_AIM OF THE EXERCISE:_
Reproduce the records below; each should match the original exactly.

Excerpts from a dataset
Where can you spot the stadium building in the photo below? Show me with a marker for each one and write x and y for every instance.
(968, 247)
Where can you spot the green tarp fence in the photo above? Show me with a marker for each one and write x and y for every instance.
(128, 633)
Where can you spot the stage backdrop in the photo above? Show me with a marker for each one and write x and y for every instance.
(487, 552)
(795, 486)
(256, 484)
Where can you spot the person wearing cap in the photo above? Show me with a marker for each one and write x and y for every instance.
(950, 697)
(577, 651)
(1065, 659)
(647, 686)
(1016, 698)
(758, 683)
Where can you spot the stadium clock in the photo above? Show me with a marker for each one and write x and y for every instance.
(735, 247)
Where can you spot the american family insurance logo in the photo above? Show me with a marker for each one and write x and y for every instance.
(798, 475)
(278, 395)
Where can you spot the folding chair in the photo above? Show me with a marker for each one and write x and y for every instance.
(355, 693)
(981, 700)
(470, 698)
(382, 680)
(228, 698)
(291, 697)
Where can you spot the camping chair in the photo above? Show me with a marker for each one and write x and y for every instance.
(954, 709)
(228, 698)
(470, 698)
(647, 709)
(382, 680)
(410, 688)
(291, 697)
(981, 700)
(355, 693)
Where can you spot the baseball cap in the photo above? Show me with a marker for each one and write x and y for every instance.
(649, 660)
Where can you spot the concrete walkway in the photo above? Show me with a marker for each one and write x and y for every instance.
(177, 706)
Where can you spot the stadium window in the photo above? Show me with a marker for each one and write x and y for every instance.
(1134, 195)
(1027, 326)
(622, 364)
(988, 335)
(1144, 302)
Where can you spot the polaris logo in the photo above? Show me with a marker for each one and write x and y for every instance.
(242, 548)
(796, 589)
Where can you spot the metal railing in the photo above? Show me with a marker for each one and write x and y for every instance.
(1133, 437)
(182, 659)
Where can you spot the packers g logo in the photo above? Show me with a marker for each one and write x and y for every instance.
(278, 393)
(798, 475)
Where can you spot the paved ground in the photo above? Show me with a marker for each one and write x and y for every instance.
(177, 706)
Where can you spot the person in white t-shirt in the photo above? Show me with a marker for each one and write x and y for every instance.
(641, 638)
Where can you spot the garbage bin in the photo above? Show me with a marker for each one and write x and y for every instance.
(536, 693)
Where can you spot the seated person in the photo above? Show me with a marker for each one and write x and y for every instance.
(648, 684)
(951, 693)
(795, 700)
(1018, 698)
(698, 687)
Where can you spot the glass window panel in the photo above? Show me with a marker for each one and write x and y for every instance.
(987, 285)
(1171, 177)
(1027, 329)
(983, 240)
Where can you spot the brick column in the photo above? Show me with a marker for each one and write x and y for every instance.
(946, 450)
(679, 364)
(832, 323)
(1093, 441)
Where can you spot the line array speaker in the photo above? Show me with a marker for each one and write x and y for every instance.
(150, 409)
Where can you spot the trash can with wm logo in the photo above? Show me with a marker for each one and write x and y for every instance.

_EXERCISE ANSWER:_
Where can you spot the stadium building in the photo below? Show me with a marker for each one and write x and y for every instance.
(968, 247)
Where can you spot the green tarp fence in the photo above? Show me with a marker for each one and write x and y for every instance.
(128, 633)
Where can you spot the stage backdrop in the photo above? Show me with a marker for each one and write x and y for every instance.
(487, 552)
(795, 486)
(256, 484)
Where can you spot the person wearing cap in the photo above? Show me with a marker for each one and write x and y for every instance.
(950, 697)
(577, 651)
(1065, 659)
(647, 686)
(1016, 698)
(758, 683)
Where can you spot the stadium clock in the photo above? Show me with a marker for each one and write x and y for every instance.
(735, 247)
Where can you spot the american family insurance logo in the photo above? Show me with a marker for each one and write x and y for every instance.
(798, 475)
(278, 395)
Where can you spot the folding chair in the photo above? Show me with a marker for each one and write x and y for every instance.
(355, 693)
(981, 700)
(470, 698)
(382, 680)
(228, 698)
(291, 697)
Where can you spot the camping chair in the photo above? Show me with a marker for each one and write x and y for every instance.
(954, 709)
(228, 698)
(470, 698)
(647, 709)
(382, 680)
(410, 688)
(291, 697)
(981, 700)
(355, 693)
Where can you spot the baseball cap in the photo above? Show me with a marker for each one and write x and y for every instance.
(649, 660)
Where can you spot the concrete walkway in the photo above? Show me with a marker for each one and write x and y for every instance.
(177, 706)
Where can you spot the stadium window in the photo above? Show me with a marker for each one and write x and y for every instance.
(1134, 195)
(1027, 326)
(622, 364)
(988, 335)
(1144, 302)
Where can you spot the polaris logo in the photo above? Show me with a marker for each one and write x and y for every instance.
(242, 548)
(796, 589)
Where can you spot the metal railing in the photo above? Show me with a marker for each one and write x and y for every instance.
(1133, 437)
(182, 659)
Where can you spot the packers g logo in the photo above? Show me with a marker for each one and write x and y for every instance.
(278, 393)
(798, 475)
Where can you spot the paved ground in the photo above? Show me with a marker for each one and write x and y for every instance.
(177, 706)
Where can you spot the person in white t-shirt in the photo above? Show me with a marker for each one and write x and y for every instance.
(641, 638)
Where can you spot the garbage bin in the photo above? Show me with a marker for each one and write x and y for every instance.
(536, 693)
Where can you spot the seated person in the photo above? Show me with a marker for each one and write x and y for every instance.
(648, 684)
(951, 693)
(795, 700)
(1018, 698)
(698, 687)
Where can you spot the glass window panel in the photo above? Show me with a marker for each one and write x and y for every instance.
(987, 285)
(1171, 177)
(1027, 329)
(983, 240)
Where can you spot the brick column in the photo above? Show me with a marker for each one and write x and y for every instance.
(946, 450)
(679, 364)
(832, 323)
(1093, 441)
Where can you spot the line array speaker in the photo above? Show me with a marker for each one and write x and y for every instance.
(150, 409)
Where can you spot the trash can with wm logo in the photo above? Show me with a marker for each one and write x and y for every instance.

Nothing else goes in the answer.